◆ Required action: Word for word, copy out the data below, omitting pictures.

◆ Record set:
________________

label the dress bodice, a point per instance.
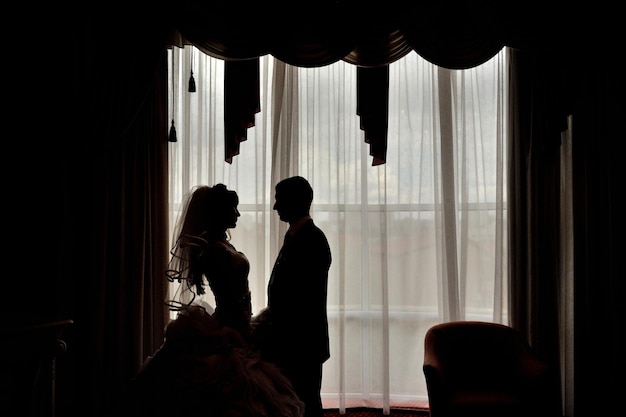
(226, 270)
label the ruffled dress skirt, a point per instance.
(204, 369)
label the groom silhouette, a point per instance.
(297, 293)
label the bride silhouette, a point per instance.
(208, 363)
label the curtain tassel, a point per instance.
(172, 135)
(192, 83)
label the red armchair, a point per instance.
(486, 369)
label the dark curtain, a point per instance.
(538, 115)
(599, 267)
(114, 285)
(117, 173)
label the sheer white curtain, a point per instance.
(416, 241)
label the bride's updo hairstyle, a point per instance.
(200, 221)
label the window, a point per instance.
(418, 240)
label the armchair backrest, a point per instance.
(485, 366)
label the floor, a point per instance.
(369, 412)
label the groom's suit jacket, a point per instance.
(297, 294)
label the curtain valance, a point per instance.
(454, 34)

________________

◆ Result:
label the dress bodice, a point per instance.
(226, 270)
label the ruffled dress skirt, a point per instance.
(204, 369)
label the groom silhouette, a point per instance.
(297, 293)
label the bride silhouette, a point per instance.
(208, 363)
label the curtain tassel, a point per instance.
(172, 135)
(192, 83)
label the red armchair, a point per instance.
(486, 369)
label the dark curtain, a point per instance.
(538, 115)
(599, 267)
(114, 285)
(117, 173)
label the sheer white curtain, a point per instance.
(416, 241)
label the bride's updo hairstyle, a point per instance.
(200, 221)
label the window, a point per instance.
(418, 240)
label the armchair backrest, a point per instance.
(485, 366)
label the floor, a point per instance.
(369, 412)
label the groom's suit jacket, a point per instance.
(297, 294)
label the curtain valance, a point per instance.
(454, 34)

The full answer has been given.